::: Material for the task :::
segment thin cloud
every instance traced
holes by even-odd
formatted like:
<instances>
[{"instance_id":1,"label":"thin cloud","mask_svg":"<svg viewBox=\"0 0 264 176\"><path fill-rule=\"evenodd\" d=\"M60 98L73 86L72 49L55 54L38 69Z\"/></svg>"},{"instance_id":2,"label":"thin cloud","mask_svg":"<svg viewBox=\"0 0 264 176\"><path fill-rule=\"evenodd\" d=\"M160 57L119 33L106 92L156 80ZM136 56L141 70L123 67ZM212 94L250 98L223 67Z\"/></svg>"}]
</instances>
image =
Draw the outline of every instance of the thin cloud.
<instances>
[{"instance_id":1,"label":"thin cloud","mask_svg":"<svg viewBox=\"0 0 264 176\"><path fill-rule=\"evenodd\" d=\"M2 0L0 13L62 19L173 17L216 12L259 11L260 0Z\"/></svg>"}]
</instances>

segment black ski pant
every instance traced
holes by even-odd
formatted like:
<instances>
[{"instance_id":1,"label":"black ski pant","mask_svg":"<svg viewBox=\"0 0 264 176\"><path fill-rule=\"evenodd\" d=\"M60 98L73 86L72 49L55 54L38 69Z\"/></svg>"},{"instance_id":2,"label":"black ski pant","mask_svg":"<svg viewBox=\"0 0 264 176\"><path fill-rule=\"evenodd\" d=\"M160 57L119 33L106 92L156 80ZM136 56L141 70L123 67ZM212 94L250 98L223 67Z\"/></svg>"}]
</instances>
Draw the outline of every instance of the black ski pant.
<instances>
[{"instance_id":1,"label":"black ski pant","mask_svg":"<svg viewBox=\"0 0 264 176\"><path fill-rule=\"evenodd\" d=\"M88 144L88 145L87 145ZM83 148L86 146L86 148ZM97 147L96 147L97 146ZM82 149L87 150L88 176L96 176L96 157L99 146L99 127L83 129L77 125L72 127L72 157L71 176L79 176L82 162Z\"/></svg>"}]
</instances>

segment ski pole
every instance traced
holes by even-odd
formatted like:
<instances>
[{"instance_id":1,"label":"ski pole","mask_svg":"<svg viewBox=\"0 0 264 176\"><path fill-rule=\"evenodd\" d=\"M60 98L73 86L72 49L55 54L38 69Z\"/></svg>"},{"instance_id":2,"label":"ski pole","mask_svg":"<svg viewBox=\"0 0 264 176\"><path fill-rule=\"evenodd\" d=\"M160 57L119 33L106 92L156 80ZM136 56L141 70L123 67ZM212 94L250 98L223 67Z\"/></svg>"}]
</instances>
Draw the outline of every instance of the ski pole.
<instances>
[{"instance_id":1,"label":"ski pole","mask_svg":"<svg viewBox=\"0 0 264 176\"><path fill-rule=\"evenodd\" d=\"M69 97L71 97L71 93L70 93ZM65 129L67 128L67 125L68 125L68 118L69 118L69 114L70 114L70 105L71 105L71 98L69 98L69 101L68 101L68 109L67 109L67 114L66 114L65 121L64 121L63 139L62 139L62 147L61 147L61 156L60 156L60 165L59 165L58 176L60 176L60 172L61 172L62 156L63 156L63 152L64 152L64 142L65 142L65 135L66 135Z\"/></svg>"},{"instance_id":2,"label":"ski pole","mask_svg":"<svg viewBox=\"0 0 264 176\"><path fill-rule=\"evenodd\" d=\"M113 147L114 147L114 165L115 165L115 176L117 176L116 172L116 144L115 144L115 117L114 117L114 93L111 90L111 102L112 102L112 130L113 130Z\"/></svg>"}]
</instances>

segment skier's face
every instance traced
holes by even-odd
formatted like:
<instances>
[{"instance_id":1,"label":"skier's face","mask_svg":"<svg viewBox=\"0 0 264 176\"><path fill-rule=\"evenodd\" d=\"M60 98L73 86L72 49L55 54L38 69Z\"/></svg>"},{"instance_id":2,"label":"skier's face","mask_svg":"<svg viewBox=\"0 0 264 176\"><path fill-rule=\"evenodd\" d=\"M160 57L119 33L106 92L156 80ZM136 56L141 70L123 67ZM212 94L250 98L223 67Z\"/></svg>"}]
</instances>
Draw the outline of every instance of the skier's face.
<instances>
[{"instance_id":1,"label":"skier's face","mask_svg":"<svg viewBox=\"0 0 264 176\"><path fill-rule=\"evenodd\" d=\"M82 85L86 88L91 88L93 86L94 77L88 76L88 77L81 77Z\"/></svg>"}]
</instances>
:::
# [What you are asked to do]
Examine the records above and give the number of lines in which the string "segment" appears, with no other words.

# [Result of this task]
4